**** Source text

Determining compliance with the best mode requirement requires a two-prong inquiry. First, it must be determined whether, at the time the application was filed, the inventor possessed a best mode for practicing the invention. This is a subjective inquiry which focuses on the inventor’s state of mind at the time of filing. Second, if the inventor did possess a best mode, it must be determined whether the written description disclosed the best mode such that a person skilled in the art could practice it. This is an objective inquiry, focusing on the scope of the claimed invention and the level of skill in the art.

The failure to disclose a better method will not invalidate a patent if the inventor, at the time of filing the application, did not know of the better method OR did not appreciate that it was the best method. All applicants are required to disclose for the claimed subject matter the best mode contemplated by the inventor even though applicant may not have been the discoverer of that mode.

Failure to disclose the best mode need not rise to the level of active concealment or grossly inequitable conduct in order to support a rejection or invalidate a patent. Where an inventor knows of a specific material that will make possible the successful reproduction of the effects claimed by the patent, but does not disclose it, speaking instead in terms of broad categories, the best mode requirement has not been satisfied.

If the failure to set forth the best mode in a patent disclosure is the result of inequitable conduct (e.g., where the patent specification omitted crucial ingredients and disclosed a fictitious and inoperable slurry as Example 1), not only is that patent in danger of being held unenforceable, but other patents dealing with the same technology that are sought to be enforced in the same cause of action are subject to being held unenforceable. 

This brief excerpt, an excerpt from Glaxo, Inc. v. Novopharm LTD., 52 F.3d 1043, 1050 (Fed. Cir. 1995), succinctly explains the basics of the best mode requirement.

The sole purpose of the best mode requirement is to restrain inventors from applying for patents while at the same time concealing from the public preferred embodiments of their inventions which they have in fact conceived. The best mode inquiry focuses on the inventor’s state of mind at the time he filed his application, raising a subjective factual question. Chemcast, 913 F.2d at 926, 16 USPQ2d at 1035. The specificity of disclosure required to comply with the best mode requirement must be determined by the knowledge of facts within the possession of the inventor at the time of filing the application.

********
**** Dataset content

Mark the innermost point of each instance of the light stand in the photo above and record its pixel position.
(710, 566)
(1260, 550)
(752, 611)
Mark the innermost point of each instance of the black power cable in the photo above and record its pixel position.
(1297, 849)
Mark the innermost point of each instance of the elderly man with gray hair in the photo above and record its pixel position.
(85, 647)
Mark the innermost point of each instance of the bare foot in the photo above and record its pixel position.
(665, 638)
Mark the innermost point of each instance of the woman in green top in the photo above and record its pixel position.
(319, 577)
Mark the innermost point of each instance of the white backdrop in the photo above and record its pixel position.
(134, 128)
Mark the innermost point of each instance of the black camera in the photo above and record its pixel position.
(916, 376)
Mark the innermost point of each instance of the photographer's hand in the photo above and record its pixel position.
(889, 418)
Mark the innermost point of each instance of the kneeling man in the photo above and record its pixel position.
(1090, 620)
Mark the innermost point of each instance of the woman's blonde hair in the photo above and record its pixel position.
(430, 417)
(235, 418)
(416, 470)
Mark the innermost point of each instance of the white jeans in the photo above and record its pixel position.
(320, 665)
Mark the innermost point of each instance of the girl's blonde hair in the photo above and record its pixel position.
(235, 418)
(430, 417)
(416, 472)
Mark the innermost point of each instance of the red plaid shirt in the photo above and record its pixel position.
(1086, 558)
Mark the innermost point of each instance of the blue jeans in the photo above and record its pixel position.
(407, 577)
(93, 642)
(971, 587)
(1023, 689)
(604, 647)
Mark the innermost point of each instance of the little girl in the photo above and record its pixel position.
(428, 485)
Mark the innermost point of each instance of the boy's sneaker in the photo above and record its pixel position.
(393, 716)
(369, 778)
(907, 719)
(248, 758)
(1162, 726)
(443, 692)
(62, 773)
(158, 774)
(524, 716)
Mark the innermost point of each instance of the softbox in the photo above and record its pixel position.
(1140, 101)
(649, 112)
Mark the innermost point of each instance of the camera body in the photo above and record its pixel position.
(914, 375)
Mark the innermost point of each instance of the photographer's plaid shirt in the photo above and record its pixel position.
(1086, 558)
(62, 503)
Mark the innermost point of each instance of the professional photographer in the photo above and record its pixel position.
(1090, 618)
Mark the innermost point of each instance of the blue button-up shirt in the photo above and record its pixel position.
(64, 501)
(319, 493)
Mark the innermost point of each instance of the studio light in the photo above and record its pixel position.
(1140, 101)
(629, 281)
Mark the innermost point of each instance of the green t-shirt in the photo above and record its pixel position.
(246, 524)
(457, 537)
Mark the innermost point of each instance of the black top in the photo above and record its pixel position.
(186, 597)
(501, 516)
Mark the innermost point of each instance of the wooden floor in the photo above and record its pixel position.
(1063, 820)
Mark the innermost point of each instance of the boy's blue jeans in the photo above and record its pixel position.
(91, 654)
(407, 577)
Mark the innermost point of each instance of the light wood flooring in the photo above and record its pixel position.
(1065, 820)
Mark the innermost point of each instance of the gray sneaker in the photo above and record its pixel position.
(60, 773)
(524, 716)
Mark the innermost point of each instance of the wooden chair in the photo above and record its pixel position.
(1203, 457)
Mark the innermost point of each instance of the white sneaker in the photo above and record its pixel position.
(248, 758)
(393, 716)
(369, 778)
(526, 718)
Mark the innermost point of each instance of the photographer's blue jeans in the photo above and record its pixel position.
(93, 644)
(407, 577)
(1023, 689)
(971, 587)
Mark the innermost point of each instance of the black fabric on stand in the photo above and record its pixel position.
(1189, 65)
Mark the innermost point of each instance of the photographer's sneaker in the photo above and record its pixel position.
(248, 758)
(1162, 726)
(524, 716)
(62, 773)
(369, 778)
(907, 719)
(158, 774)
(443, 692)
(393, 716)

********

Problems.
- A) From the best mode text above, write out the passage between "The sole purpose" and "filing the application.", inclusive.
- B) In the best mode text above, what kind of inquiry is the second prong said to be?

Outputs for the tasks.
- A)
The sole purpose of the best mode requirement is to restrain inventors from applying for patents while at the same time concealing from the public preferred embodiments of their inventions which they have in fact conceived. The best mode inquiry focuses on the inventor’s state of mind at the time he filed his application, raising a subjective factual question. Chemcast, 913 F.2d at 926, 16 USPQ2d at 1035. The specificity of disclosure required to comply with the best mode requirement must be determined by the knowledge of facts within the possession of the inventor at the time of filing the application.

- B) An objective inquiry, focusing on the scope of the claimed invention and the level of skill in the art.